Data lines

----------------------------------------

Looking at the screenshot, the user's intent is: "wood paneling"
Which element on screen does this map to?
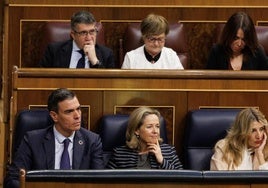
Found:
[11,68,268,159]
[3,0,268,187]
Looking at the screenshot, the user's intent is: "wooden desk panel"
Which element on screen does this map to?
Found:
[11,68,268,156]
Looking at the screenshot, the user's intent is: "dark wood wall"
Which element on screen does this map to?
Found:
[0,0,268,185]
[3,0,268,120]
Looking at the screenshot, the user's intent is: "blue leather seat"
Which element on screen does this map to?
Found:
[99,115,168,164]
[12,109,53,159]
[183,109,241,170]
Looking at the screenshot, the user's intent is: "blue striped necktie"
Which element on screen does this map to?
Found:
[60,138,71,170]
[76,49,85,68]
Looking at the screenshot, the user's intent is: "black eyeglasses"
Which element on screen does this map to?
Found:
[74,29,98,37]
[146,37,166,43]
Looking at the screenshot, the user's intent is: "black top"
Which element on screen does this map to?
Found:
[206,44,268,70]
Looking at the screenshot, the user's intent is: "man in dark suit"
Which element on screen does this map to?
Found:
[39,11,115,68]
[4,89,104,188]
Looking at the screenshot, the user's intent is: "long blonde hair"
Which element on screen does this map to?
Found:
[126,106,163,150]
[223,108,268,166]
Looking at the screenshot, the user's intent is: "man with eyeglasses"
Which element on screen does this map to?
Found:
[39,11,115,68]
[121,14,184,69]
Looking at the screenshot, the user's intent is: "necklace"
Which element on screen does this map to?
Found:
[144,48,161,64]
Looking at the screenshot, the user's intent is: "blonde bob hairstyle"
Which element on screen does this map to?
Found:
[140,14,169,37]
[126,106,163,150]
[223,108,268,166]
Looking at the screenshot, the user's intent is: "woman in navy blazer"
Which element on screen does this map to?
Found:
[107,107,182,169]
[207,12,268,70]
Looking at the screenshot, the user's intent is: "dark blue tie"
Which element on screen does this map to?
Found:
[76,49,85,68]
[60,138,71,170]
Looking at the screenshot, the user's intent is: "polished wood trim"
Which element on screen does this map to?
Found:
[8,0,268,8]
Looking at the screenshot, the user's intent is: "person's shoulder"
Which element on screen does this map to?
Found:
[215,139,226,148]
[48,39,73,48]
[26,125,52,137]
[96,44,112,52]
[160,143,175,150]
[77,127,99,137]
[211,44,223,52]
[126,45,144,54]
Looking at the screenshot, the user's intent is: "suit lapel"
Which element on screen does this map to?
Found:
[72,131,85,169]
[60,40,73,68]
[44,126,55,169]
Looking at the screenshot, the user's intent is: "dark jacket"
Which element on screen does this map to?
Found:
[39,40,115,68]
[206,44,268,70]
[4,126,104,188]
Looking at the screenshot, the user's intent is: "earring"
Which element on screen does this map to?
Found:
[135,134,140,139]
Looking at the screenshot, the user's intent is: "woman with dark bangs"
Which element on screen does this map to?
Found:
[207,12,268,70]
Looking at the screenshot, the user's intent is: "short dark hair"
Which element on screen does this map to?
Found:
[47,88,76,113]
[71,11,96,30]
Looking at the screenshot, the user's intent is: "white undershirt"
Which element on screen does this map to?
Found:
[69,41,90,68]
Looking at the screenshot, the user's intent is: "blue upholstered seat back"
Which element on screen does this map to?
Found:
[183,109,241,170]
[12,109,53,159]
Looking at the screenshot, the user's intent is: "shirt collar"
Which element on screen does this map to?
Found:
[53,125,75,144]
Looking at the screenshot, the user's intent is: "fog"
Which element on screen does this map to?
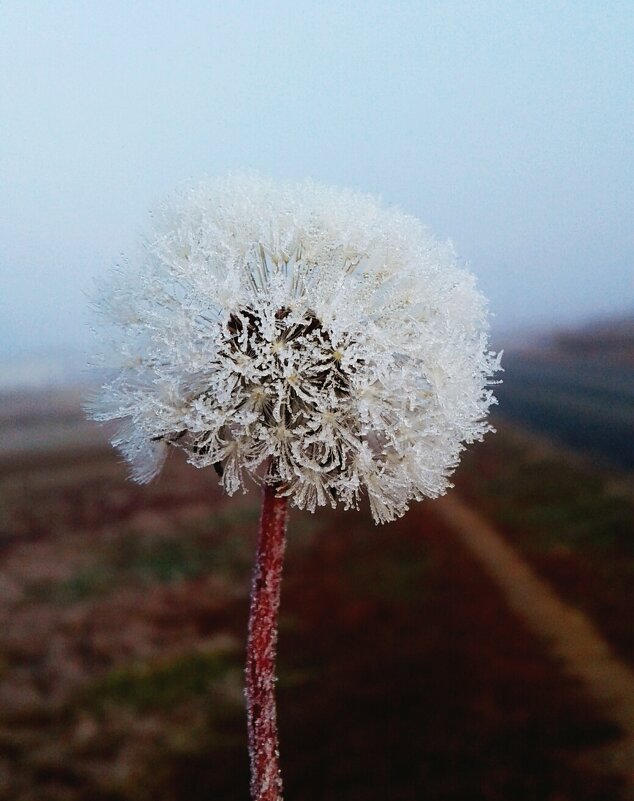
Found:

----------------------------------------

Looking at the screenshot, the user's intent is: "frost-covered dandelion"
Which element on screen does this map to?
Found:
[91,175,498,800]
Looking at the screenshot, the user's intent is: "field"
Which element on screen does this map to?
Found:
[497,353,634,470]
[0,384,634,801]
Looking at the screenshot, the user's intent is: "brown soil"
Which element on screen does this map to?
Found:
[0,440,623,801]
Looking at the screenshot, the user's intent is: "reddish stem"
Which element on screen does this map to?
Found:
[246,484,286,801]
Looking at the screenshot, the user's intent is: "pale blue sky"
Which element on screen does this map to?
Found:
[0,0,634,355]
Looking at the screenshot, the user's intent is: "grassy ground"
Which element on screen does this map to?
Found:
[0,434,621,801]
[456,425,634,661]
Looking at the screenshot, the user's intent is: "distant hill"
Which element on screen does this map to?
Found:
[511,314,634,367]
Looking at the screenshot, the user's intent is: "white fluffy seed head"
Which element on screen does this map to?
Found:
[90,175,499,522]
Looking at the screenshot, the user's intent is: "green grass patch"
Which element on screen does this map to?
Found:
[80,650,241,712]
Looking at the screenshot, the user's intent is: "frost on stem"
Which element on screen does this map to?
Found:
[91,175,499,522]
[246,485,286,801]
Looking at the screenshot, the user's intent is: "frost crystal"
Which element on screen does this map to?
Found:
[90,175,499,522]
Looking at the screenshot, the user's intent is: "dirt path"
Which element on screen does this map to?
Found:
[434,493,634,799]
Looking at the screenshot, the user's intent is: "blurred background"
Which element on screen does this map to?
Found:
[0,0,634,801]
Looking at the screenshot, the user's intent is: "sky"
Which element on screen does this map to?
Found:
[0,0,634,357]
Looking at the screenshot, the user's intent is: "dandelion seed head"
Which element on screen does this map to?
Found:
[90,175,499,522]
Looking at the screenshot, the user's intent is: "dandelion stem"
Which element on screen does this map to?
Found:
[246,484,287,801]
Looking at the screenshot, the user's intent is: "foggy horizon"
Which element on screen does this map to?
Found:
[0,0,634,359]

----------------------------------------

**CHALLENGE**
Collect each line from the items above that contains the word "black".

**WRITTEN ANSWER**
Looking at the screenshot, the user's intent is: "black eyeglasses"
Looking at the screenshot, the user's intent is: "black top"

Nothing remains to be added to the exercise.